▶ **WRITTEN EXERCISE**: Echo back every one of the lines below, word for word and character for character, without changing anything.

▶ **RECORDS FOR THE EXERCISE**:
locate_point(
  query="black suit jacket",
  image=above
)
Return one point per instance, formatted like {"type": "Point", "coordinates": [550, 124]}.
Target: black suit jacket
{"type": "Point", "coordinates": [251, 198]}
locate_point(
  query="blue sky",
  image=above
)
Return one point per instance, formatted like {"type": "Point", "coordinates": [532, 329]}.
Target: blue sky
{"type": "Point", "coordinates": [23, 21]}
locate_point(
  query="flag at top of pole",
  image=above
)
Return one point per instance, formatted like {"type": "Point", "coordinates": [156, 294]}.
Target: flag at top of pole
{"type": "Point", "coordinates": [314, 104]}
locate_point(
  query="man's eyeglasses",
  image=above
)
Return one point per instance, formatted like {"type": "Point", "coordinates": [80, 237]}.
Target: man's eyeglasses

▶ **RESULT OF THE TASK**:
locate_point(
  query="black suit jacket",
  image=above
)
Return one point per instance, formatted like {"type": "Point", "coordinates": [550, 124]}.
Target: black suit jacket
{"type": "Point", "coordinates": [251, 198]}
locate_point(
  query="blue sky",
  image=above
)
Return one point per instance, formatted like {"type": "Point", "coordinates": [532, 329]}.
Target: blue sky
{"type": "Point", "coordinates": [23, 21]}
locate_point(
  query="flag at top of pole",
  image=above
)
Return one point per instance, formatted like {"type": "Point", "coordinates": [156, 294]}.
Target: flag at top of pole
{"type": "Point", "coordinates": [314, 104]}
locate_point(
  query="man's eyeglasses",
  image=above
)
Return one point per instance, formatted like {"type": "Point", "coordinates": [80, 237]}.
Target: man's eyeglasses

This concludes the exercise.